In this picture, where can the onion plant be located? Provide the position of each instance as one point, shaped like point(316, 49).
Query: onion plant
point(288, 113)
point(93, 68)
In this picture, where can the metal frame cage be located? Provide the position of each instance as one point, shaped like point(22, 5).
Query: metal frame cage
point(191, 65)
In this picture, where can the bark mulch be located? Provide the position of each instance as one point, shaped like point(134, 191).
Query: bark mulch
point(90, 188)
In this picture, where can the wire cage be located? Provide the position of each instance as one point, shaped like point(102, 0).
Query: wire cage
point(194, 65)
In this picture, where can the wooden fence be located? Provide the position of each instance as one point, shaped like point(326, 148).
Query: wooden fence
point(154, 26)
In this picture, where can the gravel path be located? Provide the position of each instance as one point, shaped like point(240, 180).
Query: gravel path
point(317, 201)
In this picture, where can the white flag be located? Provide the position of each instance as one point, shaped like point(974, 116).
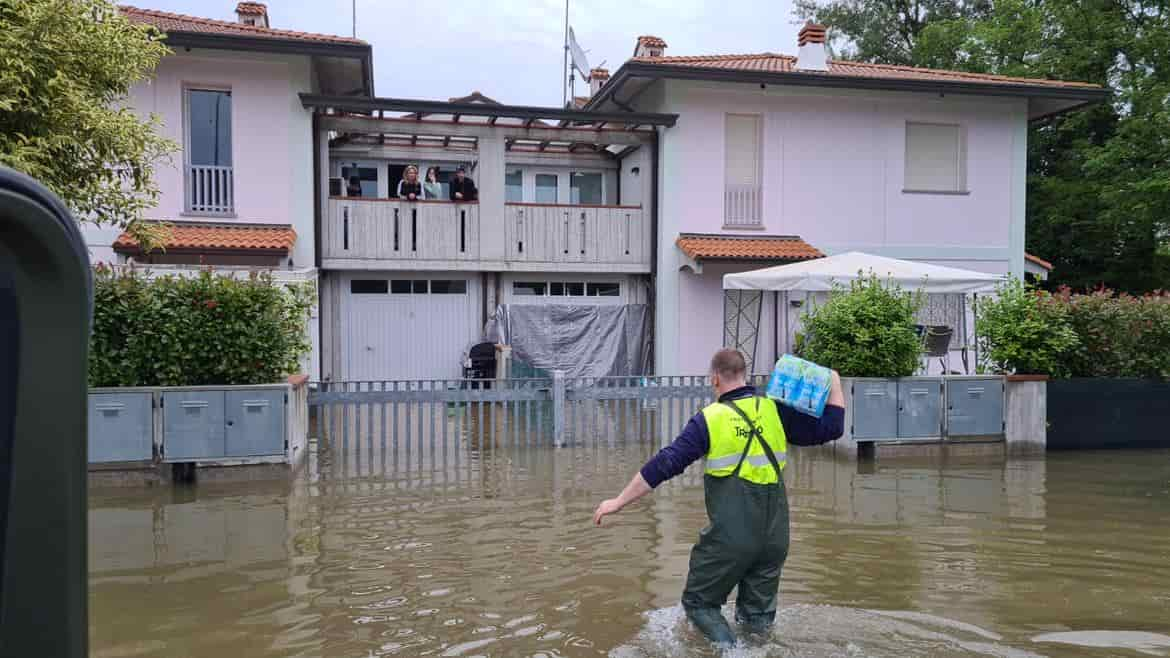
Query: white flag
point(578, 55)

------

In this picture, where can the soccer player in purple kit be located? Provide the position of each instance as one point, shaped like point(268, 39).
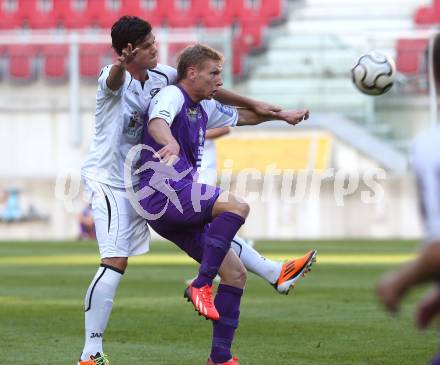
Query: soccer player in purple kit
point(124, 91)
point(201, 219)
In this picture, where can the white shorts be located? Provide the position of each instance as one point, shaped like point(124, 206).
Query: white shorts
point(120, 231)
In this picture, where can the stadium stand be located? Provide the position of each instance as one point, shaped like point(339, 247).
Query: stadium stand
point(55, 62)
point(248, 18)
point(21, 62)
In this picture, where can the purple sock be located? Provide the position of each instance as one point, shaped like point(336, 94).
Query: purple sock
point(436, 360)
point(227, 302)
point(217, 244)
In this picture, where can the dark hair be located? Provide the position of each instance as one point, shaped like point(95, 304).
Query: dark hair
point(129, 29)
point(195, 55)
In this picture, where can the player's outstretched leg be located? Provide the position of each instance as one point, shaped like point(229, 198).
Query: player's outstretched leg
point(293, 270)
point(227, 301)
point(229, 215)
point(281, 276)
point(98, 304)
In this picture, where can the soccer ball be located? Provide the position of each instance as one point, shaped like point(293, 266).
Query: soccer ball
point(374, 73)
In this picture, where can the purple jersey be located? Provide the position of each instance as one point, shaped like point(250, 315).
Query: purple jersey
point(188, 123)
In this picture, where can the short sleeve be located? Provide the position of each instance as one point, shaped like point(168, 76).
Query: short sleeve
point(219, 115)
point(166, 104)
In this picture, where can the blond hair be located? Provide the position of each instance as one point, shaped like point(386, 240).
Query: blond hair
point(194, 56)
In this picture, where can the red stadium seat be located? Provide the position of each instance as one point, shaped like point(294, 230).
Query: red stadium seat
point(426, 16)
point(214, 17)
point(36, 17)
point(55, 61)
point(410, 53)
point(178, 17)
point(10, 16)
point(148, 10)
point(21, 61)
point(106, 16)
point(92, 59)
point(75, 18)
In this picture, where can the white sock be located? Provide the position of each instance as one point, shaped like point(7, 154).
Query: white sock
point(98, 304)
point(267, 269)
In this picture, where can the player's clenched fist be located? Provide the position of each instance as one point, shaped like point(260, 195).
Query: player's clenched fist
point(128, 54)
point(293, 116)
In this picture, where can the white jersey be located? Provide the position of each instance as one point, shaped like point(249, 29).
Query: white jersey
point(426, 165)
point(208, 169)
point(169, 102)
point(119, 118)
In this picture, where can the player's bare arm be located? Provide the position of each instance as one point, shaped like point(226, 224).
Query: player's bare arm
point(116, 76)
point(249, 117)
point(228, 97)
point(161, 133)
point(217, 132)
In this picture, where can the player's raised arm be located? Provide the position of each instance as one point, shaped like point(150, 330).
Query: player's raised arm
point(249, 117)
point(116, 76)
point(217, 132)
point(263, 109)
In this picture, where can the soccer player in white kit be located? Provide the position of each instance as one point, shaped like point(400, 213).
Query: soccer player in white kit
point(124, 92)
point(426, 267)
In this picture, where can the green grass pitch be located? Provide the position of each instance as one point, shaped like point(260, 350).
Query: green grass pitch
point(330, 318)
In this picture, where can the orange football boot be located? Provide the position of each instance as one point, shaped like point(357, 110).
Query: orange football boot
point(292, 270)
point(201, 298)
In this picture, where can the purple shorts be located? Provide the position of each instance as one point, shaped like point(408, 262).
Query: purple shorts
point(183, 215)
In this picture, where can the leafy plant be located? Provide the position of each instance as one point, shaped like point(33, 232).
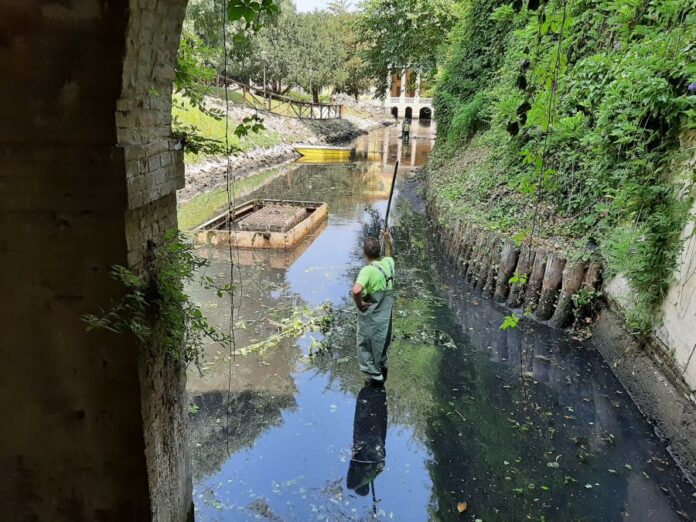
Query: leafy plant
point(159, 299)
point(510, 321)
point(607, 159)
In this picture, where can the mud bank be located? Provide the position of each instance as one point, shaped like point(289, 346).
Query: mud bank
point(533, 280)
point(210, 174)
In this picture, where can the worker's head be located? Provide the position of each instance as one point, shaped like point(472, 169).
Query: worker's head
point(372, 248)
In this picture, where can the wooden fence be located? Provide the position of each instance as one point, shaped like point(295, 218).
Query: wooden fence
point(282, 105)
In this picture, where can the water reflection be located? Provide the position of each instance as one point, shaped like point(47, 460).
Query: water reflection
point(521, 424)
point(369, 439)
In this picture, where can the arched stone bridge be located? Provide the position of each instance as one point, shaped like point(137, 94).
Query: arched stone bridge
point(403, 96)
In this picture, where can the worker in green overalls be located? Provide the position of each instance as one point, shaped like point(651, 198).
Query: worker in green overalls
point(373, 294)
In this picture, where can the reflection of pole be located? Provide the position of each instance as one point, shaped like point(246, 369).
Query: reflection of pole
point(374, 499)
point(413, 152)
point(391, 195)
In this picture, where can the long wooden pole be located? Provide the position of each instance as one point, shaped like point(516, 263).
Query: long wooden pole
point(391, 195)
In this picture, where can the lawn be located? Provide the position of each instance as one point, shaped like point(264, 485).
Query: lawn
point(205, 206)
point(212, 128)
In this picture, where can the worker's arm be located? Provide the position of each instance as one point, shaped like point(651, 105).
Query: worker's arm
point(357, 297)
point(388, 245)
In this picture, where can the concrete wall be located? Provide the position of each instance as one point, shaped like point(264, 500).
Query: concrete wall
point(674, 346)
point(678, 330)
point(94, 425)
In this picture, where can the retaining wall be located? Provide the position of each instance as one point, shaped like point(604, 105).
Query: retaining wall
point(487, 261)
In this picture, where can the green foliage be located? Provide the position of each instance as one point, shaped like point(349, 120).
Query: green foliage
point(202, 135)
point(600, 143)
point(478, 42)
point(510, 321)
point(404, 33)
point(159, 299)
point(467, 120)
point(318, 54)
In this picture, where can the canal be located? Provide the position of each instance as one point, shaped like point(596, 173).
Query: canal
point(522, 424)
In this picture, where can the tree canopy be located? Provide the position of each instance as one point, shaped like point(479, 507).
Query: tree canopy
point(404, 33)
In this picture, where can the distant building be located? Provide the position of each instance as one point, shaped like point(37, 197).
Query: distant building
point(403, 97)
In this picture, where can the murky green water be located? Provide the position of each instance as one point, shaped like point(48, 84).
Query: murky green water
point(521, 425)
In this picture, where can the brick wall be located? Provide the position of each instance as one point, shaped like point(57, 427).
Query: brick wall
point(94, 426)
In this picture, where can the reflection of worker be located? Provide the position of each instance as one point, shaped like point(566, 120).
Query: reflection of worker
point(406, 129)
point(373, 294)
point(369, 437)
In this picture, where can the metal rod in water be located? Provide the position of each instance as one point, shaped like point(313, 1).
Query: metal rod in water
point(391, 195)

------

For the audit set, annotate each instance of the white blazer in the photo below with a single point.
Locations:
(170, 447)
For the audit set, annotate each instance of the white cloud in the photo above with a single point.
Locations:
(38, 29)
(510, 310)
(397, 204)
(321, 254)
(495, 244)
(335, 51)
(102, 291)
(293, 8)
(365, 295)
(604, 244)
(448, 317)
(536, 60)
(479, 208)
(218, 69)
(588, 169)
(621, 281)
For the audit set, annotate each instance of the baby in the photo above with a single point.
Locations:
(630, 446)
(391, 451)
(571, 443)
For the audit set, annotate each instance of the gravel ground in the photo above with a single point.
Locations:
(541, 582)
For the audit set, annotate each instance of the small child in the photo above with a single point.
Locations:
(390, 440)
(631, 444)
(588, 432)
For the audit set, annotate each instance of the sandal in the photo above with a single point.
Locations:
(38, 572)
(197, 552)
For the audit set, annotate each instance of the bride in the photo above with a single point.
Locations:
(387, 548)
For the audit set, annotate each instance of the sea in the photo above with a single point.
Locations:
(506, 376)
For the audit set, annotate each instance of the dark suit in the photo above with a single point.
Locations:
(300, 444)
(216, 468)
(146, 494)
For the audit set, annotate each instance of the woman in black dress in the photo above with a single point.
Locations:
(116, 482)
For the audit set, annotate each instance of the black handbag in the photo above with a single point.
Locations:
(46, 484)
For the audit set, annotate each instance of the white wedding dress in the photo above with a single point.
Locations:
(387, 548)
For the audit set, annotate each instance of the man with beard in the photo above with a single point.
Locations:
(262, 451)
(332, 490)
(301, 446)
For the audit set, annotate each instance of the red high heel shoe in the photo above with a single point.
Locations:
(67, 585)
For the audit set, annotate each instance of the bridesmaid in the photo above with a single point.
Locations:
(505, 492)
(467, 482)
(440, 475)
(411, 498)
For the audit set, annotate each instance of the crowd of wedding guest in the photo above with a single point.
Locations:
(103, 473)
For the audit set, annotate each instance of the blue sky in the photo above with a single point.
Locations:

------

Number of lines holding "black" in the material: state it with no other words.

2